------ LISTED RECORDS
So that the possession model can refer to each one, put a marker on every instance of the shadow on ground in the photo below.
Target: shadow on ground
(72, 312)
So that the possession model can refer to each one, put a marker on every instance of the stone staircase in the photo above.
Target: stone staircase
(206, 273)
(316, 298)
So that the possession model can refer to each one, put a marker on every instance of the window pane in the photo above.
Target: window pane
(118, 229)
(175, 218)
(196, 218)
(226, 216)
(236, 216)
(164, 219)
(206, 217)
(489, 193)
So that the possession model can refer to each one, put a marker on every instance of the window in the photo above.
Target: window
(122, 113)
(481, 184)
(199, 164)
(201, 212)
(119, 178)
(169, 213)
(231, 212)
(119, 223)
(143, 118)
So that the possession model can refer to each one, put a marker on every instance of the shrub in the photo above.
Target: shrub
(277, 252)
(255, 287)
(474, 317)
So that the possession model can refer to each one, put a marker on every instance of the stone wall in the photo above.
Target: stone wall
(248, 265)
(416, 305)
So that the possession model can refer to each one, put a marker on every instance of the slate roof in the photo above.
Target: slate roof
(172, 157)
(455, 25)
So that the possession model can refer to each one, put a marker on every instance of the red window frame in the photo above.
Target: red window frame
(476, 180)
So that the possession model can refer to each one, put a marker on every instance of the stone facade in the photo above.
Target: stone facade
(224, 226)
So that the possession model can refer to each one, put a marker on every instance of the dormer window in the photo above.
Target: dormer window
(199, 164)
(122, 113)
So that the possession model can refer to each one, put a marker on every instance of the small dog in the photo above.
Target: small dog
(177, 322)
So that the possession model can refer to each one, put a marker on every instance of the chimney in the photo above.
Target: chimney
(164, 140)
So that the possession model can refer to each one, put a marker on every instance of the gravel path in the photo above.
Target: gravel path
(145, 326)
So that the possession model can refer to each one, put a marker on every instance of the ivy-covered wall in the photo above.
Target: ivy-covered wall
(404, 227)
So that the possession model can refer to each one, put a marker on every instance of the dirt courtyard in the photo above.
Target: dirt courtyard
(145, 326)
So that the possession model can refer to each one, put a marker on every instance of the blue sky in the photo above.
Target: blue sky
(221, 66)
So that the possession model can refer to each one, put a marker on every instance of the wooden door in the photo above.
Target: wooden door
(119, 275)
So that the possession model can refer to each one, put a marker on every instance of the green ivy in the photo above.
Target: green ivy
------------
= PROBLEM DETAILS =
Transcribe all of the data above, keeping each line exactly as it stands.

= RESULT OF THE TASK =
So that the possession model can refer to each one, put a marker on every instance of the shadow on ground in the photo below.
Target: shadow on ground
(72, 312)
So that the possession model can refer to each one, put a marker on every instance of the stone staircase in the photo above.
Target: stone staircase
(206, 273)
(316, 298)
So that the possession model can refer to each one, put a marker on every instance of the window pane in the photo above.
Target: window pane
(118, 229)
(175, 218)
(196, 218)
(226, 216)
(236, 216)
(164, 219)
(206, 217)
(489, 193)
So that the possession model can refer to each one, put a marker on every instance of the window in the photo above.
Target: window
(122, 113)
(481, 184)
(199, 164)
(201, 212)
(119, 178)
(169, 213)
(231, 212)
(119, 223)
(143, 118)
So that the possession model can refer to each one, put a marker on every instance of the shrub in the photo above.
Target: shrub
(277, 252)
(255, 287)
(474, 317)
So that the possession model can refer to each one, put a marker on every instance of the stone wall in the photo above.
Target: stone wall
(248, 265)
(416, 305)
So that the possession model can refer to each one, put a marker on every instance of the slate roof in the photo above.
Target: slate roof
(172, 157)
(455, 25)
So that the possession model can refer to each one, put a marker on every instance of the red window frame in the photo above.
Target: red window frame
(476, 180)
So that the possession model can refer to each one, put a marker on every instance of the stone facade in the photo above.
Target: stone facade
(224, 226)
So that the possession model can refer to each one, put a marker on every instance of the dormer window in the photo above.
Target: dormer window
(199, 164)
(122, 113)
So that the possession model can refer to each one, put a marker on every instance of the small dog in the photo above.
Target: small dog
(177, 322)
So that the possession model can refer to each one, put a marker on every instance of the chimney in the photo above.
Target: chimney
(164, 140)
So that the possession model can refer to each one, put a marker on every instance of the gravel path in the photo above.
Target: gravel path
(145, 326)
So that the possession model can refer to each one, put a marker on every instance of the ivy-covered wall in the photo above.
Target: ivy-covered wall
(404, 227)
So that the possession model can refer to each one, put a marker on every instance of the dirt courtyard in the photo above.
Target: dirt courtyard
(145, 326)
So that the possession model can refer to each one, put a marker on every instance of the blue sky in the photo above.
Target: blue sky
(221, 66)
So that the possession model can refer to each one, put a marker on every instance of the wooden door in the photo above.
Target: wooden door
(119, 275)
So that the possession model can refer to each one, put a marker on every instance of the green ivy in the photo above.
Target: green ivy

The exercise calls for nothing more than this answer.